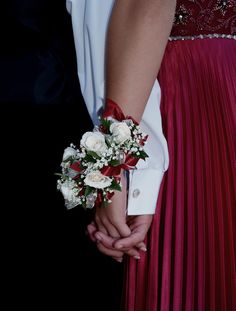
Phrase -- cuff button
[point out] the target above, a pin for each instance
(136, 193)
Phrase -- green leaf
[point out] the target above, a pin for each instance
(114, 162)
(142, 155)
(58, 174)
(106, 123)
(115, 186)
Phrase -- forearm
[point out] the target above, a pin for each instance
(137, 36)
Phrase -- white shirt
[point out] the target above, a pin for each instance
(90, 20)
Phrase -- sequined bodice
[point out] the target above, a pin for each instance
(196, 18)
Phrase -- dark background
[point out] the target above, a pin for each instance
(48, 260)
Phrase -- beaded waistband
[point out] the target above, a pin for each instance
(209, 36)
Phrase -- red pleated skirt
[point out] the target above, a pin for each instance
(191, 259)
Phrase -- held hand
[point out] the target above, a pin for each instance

==

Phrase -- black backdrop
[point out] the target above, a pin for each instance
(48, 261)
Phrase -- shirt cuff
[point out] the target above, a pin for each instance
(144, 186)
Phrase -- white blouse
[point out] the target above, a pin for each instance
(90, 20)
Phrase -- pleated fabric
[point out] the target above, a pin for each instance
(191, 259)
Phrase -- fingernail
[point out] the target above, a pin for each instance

==

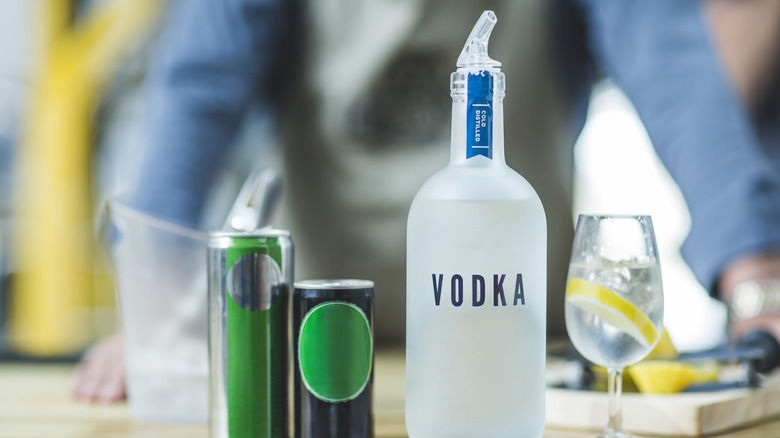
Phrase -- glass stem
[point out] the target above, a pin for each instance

WHAT YOU ARE ASKED TO DO:
Pull out each line of the items above that contains the string "cuff", treating case as significant.

OUTPUT BELOW:
Phrase -- cuff button
Phrase -- shirt cuff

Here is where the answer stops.